* DIRECTIONS: Count the lines below that hold the string "this". Give only that number.
**** SUPPLIED RECORDS
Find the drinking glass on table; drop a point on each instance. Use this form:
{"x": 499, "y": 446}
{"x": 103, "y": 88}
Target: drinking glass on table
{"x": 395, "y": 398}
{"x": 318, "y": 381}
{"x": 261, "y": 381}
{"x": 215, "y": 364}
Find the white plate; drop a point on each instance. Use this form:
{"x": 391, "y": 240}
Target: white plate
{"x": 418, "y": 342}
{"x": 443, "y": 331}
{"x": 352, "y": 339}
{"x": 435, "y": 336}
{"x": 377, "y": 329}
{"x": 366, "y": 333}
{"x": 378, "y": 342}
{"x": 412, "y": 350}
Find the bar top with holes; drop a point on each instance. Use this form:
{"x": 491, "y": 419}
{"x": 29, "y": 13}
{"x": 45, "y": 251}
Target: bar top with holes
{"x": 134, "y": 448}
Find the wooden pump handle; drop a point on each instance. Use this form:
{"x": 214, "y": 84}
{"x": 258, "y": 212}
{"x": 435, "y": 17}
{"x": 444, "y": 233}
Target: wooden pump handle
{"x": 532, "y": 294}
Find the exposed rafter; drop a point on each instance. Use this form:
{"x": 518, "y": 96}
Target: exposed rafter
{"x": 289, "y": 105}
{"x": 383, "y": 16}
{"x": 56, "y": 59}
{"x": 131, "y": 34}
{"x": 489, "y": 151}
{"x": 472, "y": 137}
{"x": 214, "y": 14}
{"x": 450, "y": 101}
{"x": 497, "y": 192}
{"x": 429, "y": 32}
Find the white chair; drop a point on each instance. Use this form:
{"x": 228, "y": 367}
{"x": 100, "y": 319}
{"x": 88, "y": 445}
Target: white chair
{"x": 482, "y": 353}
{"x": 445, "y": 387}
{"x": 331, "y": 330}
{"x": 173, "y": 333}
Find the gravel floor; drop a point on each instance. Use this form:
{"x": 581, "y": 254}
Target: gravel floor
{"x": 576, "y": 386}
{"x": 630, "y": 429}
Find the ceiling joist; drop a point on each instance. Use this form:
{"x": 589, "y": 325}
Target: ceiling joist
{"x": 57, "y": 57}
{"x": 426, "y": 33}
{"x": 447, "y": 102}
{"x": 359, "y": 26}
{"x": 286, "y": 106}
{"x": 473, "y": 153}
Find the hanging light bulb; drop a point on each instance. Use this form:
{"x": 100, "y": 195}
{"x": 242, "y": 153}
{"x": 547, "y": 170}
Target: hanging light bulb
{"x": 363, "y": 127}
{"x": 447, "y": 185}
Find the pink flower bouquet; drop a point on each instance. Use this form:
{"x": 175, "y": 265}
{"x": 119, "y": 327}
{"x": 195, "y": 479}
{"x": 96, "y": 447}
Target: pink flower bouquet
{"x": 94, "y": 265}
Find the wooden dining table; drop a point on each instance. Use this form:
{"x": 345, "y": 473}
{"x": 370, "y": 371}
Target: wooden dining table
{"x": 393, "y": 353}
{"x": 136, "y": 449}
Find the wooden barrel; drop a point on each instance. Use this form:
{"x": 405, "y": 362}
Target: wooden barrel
********
* RESULT OF THE TASK: 12